***** LISTED ENTRIES
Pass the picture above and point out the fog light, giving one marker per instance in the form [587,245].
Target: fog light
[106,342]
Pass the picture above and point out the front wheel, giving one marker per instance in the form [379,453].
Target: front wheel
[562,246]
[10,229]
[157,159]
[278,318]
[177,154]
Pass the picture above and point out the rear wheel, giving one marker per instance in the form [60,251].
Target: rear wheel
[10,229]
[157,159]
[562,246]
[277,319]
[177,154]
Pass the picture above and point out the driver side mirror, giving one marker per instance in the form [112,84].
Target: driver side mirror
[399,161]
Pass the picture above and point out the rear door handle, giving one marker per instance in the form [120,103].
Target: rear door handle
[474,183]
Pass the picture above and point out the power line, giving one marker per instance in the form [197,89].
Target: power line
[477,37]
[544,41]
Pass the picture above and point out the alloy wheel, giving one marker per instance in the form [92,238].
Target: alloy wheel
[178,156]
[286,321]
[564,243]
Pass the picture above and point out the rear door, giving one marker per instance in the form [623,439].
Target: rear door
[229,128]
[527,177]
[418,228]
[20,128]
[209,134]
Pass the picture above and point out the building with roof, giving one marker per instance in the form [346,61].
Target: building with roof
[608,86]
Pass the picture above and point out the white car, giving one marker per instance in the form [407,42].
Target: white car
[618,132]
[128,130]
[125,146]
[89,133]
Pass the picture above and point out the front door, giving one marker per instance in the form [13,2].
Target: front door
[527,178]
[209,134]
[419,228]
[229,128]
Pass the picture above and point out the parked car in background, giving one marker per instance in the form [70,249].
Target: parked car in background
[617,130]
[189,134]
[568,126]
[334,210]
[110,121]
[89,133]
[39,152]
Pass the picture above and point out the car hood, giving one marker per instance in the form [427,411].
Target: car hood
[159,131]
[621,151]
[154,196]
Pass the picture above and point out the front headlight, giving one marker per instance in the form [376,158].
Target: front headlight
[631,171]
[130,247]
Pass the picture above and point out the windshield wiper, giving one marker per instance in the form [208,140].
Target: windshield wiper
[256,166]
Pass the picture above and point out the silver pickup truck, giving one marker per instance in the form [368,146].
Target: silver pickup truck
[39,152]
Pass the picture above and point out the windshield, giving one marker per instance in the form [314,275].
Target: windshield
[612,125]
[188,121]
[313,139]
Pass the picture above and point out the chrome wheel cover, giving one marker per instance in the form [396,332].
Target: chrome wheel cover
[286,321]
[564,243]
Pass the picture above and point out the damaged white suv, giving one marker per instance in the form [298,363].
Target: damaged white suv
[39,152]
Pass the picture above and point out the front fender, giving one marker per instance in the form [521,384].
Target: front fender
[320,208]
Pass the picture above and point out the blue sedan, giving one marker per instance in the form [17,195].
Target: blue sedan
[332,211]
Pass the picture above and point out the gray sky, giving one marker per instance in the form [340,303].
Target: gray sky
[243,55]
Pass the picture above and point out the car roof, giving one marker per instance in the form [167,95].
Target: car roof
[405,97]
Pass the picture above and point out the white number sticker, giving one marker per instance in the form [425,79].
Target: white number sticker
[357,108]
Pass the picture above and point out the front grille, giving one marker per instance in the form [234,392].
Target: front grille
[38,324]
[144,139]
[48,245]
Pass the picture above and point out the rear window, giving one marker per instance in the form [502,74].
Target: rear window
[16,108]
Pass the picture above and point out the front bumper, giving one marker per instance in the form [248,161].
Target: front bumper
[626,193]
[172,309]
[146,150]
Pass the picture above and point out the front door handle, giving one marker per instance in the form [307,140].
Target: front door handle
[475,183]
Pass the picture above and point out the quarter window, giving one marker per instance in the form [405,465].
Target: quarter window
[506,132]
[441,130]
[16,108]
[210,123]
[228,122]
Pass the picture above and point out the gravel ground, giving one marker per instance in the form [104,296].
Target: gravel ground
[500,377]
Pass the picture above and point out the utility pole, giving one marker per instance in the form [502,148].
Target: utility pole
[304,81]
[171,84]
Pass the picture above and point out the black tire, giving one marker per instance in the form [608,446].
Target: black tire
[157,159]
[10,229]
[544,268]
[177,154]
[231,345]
**********
TASK INSTRUCTIONS: Repeat the data word for word, leaving out no line.

SOLVED PROBLEM:
Pass the picture above and point out the fog light, giving one marker per instance in the form [587,245].
Target: fog light
[106,342]
Pass the picture above and point out the front wheel, giving one marker per instance in the form [379,453].
Target: front wheel
[562,246]
[10,229]
[157,159]
[278,318]
[177,154]
Pass the picture above and point out the rear wheel, giving one marker per instance in the form [60,251].
Target: rear wheel
[10,229]
[157,159]
[562,246]
[277,319]
[177,154]
Pass the picture above and point out the driver side mirror, giving one marker per instance in the form [112,84].
Target: driver side mirror
[399,161]
Pass the picture above and point out the rear door handle, giving one marker per instance in the form [120,103].
Target: rear door handle
[474,183]
Pass the picture above and point out the power line, giving one marker per instance in the form [197,89].
Target: power line
[477,37]
[544,41]
Pass the picture above and point out the alloy wheel, giving one marker per instance in the form [92,238].
Target: alloy wheel
[178,156]
[286,321]
[564,243]
Pass the picture above and point out the rear door, giving one marker per instance in the form [623,439].
Target: rear door
[229,128]
[527,177]
[418,228]
[20,128]
[209,134]
Pass the picture above and point out the building with roof, giving one marker per instance in the form [346,61].
Target: building with roof
[608,86]
Pass the picture above and point out the white car, giving one marker per instance in the form [407,42].
Target: white car
[618,132]
[128,130]
[125,146]
[89,133]
Pass the picture above and point out the front door, giving one marker per instance in the form [13,2].
Target: front door
[527,178]
[209,134]
[419,228]
[229,128]
Pass the picture above and point out the parked car in background, giving one marker per instance in the form [70,249].
Target: parked car in background
[617,130]
[189,134]
[568,126]
[334,210]
[110,121]
[89,133]
[39,152]
Pass the picture above and point out the car hood, giving one marker per instance in the form [427,411].
Target: car hood
[159,131]
[621,151]
[154,196]
Pass the picture above and point out the front headlight, giving one marker per instance in the form [376,158].
Target: front headlight
[631,171]
[130,247]
Pass the picture above and point out the windshield wiper, giving one marker per instance in the form [208,140].
Target: windshield wiper
[256,166]
Pass the picture above and point out the silver pickup truck, giving one marker per instance in the form [368,146].
Target: silver pickup truck
[39,152]
Pass the picture above and point out the windshield, giving one marker per instance in the form [314,275].
Target: windshield
[612,125]
[188,121]
[313,139]
Pass the picture above and point out the chrome wheel cover, giving one marker per instance in the form [396,332].
Target: chrome wheel cover
[286,321]
[564,243]
Pass the picture above and point out the damaged white suv, giving one marker per instance in the form [298,363].
Target: damaged white suv
[39,152]
Pass the picture above and point out the front fender, giving one marker per instance in the form [521,384].
Target: front fender
[320,208]
Pass the picture above and point out the blue sedan, giving one marker per instance in the form [17,195].
Target: blue sedan
[332,211]
Pass the picture above and point out the gray sky, giving one marker per instance in the form [340,303].
Target: gray sky
[243,55]
Pass the picture above and point out the car roof, giving one marker per instance in the form [167,95].
Target: car roof
[405,97]
Pass the picture above and point out the white number sticker, giving one marker per instance in the form [425,79].
Target: white number sticker
[357,108]
Pass the picture above and point out the front grille, giving one marker per instance in the form [234,392].
Target: front grille
[38,324]
[144,139]
[48,245]
Pass the picture above and point out the rear window, giving one marker per instance in the form [502,74].
Target: rear window
[16,108]
Pass the picture above and point out the front bumper, giving one marker per instance in the form [248,161].
Target: front bumper
[626,193]
[172,309]
[146,150]
Pass the picture above and point out the front door handle, giving one marker per instance in the form [307,140].
Target: front door handle
[475,183]
Pass the picture above and point out the quarter window, giving one marker per instance in the form [405,465].
Target: quarter window
[506,132]
[441,130]
[16,108]
[210,123]
[228,122]
Pass the picture above and point out the gravel ground, giving one marker per instance in the form [104,296].
Target: gravel ground
[500,377]
Pass the picture above and point out the utility pole, giving one marker per instance in the form [502,148].
Target: utility pole
[304,81]
[171,84]
Pass the picture above and point out the black tire, giving one marker per instance in the form [608,446].
Target: black tire
[157,159]
[10,229]
[544,268]
[177,154]
[231,345]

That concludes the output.